> _Direction_: In the records below, copy word for word the lines from the one containing "the flower center" through the one containing "pixel 450 476", including both of those lines. Give only those lines.

> _Working data_:
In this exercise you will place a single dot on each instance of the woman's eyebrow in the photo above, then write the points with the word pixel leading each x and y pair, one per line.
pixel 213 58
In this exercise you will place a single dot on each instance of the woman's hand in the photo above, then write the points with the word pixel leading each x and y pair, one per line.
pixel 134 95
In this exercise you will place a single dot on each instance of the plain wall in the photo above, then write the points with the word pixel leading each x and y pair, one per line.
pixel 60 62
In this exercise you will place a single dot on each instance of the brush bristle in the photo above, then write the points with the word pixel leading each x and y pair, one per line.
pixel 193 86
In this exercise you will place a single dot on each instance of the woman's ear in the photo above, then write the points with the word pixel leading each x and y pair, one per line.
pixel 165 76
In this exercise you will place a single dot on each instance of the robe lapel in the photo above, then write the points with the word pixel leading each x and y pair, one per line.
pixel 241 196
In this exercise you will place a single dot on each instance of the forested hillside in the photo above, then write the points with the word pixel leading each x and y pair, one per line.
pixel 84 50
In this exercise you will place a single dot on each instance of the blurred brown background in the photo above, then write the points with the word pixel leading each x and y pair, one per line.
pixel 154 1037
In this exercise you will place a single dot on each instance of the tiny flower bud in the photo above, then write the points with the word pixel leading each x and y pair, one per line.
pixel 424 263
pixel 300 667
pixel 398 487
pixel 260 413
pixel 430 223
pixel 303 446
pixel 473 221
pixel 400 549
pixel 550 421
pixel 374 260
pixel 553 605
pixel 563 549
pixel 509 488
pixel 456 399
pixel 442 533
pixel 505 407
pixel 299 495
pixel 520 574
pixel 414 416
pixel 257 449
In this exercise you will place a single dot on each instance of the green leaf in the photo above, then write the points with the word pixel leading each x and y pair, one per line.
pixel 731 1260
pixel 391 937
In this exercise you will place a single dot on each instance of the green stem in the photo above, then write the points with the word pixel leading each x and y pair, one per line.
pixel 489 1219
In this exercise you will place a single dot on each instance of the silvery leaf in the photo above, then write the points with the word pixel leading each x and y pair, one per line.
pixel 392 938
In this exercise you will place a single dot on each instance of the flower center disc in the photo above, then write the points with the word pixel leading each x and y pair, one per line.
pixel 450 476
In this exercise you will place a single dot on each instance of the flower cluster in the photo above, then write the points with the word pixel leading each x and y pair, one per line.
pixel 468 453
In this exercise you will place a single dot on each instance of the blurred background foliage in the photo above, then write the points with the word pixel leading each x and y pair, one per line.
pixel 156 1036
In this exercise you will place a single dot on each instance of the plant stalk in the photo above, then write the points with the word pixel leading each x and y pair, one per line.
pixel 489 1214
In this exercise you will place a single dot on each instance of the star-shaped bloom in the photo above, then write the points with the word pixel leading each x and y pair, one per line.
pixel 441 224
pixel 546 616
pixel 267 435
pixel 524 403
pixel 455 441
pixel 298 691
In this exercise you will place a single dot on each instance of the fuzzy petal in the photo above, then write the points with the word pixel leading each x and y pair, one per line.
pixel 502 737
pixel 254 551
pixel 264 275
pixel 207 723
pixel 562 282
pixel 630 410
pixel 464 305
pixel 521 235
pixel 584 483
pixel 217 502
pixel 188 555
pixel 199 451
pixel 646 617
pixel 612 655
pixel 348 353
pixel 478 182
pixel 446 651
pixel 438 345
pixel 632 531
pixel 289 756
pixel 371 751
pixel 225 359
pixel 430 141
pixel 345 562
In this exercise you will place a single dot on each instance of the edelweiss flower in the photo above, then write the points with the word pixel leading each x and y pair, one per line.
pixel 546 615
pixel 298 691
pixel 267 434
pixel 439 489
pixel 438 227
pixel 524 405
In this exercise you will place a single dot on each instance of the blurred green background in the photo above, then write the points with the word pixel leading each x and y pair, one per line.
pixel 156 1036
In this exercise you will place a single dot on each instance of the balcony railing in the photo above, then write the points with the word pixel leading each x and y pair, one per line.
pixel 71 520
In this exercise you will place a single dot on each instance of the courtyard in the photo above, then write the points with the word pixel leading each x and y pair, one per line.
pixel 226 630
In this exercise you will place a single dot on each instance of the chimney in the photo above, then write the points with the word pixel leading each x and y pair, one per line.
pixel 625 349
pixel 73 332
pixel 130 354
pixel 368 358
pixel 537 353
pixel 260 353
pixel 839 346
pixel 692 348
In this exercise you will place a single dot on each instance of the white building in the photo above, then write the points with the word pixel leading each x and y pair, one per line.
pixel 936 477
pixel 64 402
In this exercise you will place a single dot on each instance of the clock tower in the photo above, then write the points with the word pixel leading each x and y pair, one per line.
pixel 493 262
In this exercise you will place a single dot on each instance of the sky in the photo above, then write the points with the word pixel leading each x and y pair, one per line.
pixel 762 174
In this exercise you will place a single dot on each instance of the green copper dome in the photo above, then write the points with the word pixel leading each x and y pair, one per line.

> _Answer to the problem_:
In this exercise you will place a single dot on each instance of the flower center disc in the photo above, then write the points with the word pixel leading each x and y pair, one per line.
pixel 450 476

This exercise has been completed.